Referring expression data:
○ ○ ○ ○ ○
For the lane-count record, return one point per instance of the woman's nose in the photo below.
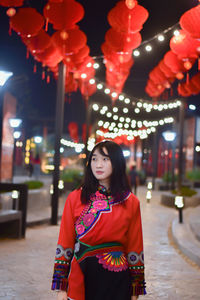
(99, 163)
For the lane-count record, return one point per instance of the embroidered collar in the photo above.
(102, 189)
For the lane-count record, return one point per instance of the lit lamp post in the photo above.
(169, 137)
(179, 202)
(15, 124)
(4, 76)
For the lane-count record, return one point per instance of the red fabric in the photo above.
(121, 224)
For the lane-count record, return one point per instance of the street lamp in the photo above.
(169, 137)
(4, 76)
(15, 124)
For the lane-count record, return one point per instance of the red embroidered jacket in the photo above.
(100, 222)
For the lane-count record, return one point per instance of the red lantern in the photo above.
(71, 85)
(183, 91)
(190, 22)
(195, 81)
(27, 22)
(184, 46)
(113, 56)
(173, 62)
(63, 15)
(131, 3)
(165, 69)
(157, 76)
(84, 132)
(39, 42)
(76, 39)
(73, 131)
(11, 12)
(50, 56)
(11, 3)
(122, 41)
(125, 20)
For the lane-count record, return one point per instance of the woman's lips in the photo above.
(99, 172)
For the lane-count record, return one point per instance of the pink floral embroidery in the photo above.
(113, 261)
(93, 210)
(80, 229)
(100, 204)
(88, 219)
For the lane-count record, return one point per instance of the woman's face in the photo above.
(101, 167)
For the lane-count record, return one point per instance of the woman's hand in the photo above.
(62, 295)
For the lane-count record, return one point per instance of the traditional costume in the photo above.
(100, 248)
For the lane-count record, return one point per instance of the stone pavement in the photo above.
(26, 265)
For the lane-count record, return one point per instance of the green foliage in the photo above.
(72, 176)
(34, 184)
(168, 177)
(185, 192)
(193, 175)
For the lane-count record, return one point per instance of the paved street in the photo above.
(26, 265)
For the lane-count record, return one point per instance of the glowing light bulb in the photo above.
(148, 48)
(161, 38)
(136, 53)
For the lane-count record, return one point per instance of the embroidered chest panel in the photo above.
(99, 203)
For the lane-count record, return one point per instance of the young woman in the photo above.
(100, 247)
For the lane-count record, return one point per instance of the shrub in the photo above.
(34, 184)
(168, 177)
(193, 175)
(72, 176)
(185, 192)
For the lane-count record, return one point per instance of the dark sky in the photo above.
(162, 15)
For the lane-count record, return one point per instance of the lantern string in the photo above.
(145, 41)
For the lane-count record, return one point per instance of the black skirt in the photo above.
(102, 284)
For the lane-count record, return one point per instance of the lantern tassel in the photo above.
(10, 30)
(187, 78)
(48, 78)
(34, 68)
(46, 24)
(27, 54)
(43, 75)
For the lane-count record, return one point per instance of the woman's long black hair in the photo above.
(118, 182)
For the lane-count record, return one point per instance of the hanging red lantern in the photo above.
(120, 42)
(84, 132)
(11, 3)
(179, 75)
(195, 81)
(63, 15)
(114, 56)
(73, 131)
(39, 42)
(184, 46)
(50, 56)
(122, 19)
(173, 62)
(76, 39)
(165, 69)
(190, 22)
(71, 85)
(183, 91)
(11, 12)
(27, 22)
(131, 3)
(157, 76)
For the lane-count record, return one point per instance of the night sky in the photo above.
(41, 97)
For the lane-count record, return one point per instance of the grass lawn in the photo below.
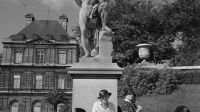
(188, 95)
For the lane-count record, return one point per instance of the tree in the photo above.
(184, 16)
(137, 22)
(55, 97)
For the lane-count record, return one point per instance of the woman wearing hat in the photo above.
(103, 105)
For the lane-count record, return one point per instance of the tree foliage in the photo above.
(147, 81)
(145, 22)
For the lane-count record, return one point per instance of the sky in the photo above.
(12, 14)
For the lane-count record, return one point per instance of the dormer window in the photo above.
(62, 57)
(18, 56)
(40, 54)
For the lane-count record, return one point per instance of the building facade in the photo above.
(34, 62)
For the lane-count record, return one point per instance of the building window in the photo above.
(62, 57)
(40, 56)
(16, 83)
(61, 82)
(26, 80)
(38, 82)
(61, 107)
(68, 82)
(37, 107)
(15, 107)
(18, 56)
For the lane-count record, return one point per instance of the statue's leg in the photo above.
(103, 12)
(83, 20)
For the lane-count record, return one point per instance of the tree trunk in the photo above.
(55, 108)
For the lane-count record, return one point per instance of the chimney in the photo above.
(29, 18)
(63, 20)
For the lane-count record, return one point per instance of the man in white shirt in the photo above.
(103, 105)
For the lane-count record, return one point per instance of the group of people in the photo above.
(128, 103)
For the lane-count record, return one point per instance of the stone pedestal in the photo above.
(91, 75)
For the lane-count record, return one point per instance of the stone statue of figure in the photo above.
(91, 9)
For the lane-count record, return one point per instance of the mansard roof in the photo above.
(45, 29)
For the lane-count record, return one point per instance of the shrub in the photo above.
(146, 81)
(188, 77)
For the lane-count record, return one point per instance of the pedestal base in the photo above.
(90, 76)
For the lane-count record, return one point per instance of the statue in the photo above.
(91, 9)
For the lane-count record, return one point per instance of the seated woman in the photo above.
(182, 108)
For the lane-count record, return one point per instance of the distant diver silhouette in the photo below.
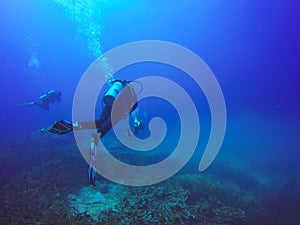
(51, 96)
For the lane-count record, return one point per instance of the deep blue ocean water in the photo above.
(252, 47)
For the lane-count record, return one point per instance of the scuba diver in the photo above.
(120, 93)
(128, 103)
(51, 96)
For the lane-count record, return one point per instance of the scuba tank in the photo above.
(113, 91)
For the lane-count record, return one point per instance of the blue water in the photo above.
(252, 47)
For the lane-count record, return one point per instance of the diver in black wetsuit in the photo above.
(51, 96)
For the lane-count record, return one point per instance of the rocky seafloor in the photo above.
(51, 188)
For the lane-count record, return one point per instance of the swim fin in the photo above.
(61, 127)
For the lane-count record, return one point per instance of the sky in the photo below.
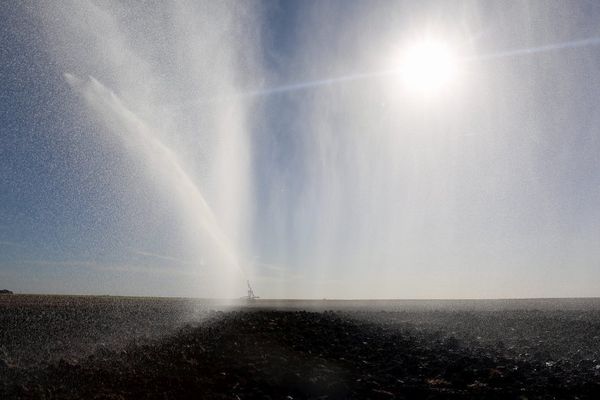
(181, 148)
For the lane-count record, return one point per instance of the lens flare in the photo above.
(428, 67)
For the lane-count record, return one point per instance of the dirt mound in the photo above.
(296, 355)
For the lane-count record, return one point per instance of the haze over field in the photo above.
(362, 149)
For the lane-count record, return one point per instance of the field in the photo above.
(107, 347)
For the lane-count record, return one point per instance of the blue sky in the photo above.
(355, 188)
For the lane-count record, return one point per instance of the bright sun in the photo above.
(428, 67)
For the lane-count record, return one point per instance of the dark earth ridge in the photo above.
(261, 353)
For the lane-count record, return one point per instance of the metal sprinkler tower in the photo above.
(251, 295)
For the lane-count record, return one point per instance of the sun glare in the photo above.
(428, 67)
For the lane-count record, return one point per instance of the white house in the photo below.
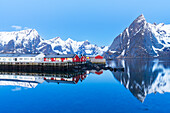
(21, 57)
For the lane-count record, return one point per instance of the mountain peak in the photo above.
(140, 19)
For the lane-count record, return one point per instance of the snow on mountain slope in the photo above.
(24, 41)
(141, 39)
(29, 41)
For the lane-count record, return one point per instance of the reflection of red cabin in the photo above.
(83, 59)
(82, 77)
(99, 72)
(72, 80)
(98, 57)
(62, 58)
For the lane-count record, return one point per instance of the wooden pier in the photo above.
(41, 66)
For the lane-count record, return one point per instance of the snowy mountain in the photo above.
(29, 41)
(25, 41)
(141, 39)
(144, 77)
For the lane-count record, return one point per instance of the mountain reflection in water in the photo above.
(31, 80)
(140, 76)
(143, 76)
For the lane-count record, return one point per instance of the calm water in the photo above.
(143, 86)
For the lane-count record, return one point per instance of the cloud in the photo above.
(25, 28)
(17, 89)
(16, 27)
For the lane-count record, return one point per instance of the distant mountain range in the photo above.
(141, 39)
(29, 41)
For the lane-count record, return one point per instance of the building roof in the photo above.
(18, 55)
(61, 56)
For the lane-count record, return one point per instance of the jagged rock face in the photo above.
(29, 41)
(141, 39)
(24, 41)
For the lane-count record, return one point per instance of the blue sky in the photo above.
(98, 21)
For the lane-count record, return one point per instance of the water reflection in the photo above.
(143, 77)
(31, 80)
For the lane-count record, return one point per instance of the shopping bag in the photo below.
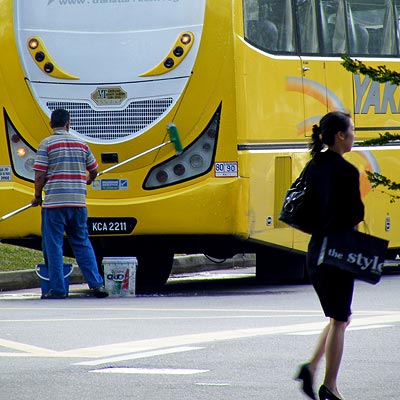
(359, 253)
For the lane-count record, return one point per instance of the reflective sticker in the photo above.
(226, 169)
(110, 184)
(106, 96)
(5, 173)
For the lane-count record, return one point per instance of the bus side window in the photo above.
○ ○ ○ ○ ○
WORK REQUEST: What is needed is an exact repetition of every line from the line with "building roof in the photo above." to the end of the data above, both ends included, with no pictures.

REPLY TO THE EXERCISE:
For the lane-count record, return one point per instance of the building roof in the photo above.
(18, 55)
(61, 56)
For the lane-count record, return one point per instance of the jagged rock face in the photo above.
(29, 41)
(141, 39)
(24, 41)
For the lane-count record, return one point per instance of the blue sky in the photo above.
(98, 21)
For the lane-count record, return one point per instance of the water reflection in the photo above.
(143, 77)
(31, 80)
For the lane-count record, return one point per instance of the shopping bag in the photo below.
(359, 253)
For the lane-count record, return one point per instance of the reflective sticker in the photo above.
(226, 169)
(110, 184)
(106, 96)
(5, 173)
For the lane-count record, return one point per instance of the bus side window in the photo above.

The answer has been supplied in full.